> _Source data_

----

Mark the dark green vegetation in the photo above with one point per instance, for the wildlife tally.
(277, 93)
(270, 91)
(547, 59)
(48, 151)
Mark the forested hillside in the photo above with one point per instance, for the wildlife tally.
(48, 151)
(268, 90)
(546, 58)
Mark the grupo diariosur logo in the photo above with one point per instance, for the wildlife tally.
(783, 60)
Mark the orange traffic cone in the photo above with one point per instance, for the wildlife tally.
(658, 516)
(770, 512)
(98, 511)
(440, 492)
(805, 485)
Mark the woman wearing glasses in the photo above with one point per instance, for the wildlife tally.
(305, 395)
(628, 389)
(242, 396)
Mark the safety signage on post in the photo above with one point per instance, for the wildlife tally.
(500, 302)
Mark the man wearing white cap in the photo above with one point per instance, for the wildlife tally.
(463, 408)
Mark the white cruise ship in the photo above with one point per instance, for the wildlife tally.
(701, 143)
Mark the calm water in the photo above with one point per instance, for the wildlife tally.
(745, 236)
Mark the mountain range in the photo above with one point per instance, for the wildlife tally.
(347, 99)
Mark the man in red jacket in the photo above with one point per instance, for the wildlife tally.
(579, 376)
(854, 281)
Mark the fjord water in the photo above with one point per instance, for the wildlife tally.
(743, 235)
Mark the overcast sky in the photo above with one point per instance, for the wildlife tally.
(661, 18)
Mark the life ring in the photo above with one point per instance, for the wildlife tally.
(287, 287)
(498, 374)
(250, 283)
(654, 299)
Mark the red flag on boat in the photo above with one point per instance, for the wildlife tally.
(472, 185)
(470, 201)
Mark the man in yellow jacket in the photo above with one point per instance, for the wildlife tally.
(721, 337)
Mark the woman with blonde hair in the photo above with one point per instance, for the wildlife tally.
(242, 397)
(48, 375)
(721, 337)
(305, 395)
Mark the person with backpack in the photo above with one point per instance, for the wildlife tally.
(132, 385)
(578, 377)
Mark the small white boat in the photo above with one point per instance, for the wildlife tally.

----

> _The task_
Print nothing but the lines from the one that contains "Mark the fjord" to the final line of the data, both included, exactly as they read.

> _Exercise answer_
Mark the fjord water in the photo above with one point per instance, for the wildlife tally.
(743, 235)
Mark the overcast sky in the photo above with one point per instance, for the wildlife tally.
(661, 18)
Mark the life ring in the photo above with one point per instance, for the wildlife tally.
(287, 287)
(498, 374)
(250, 283)
(654, 299)
Mark the red flag on boat in the photo above with one point per instance, for the wildlife tally.
(472, 185)
(470, 201)
Mark the man in yellow jacket in the photo above with one point per instance, for the wildlife tally.
(721, 337)
Mark the woman with blonde hair in the photo above with one point per instance, for the wildlife tally.
(242, 397)
(48, 375)
(721, 337)
(305, 395)
Mark the person with backpack in the photo above with one point per instance, for the wildlife tally.
(132, 385)
(578, 377)
Mark the small white boat in the photo above with one point per instance, for the wildlife tally.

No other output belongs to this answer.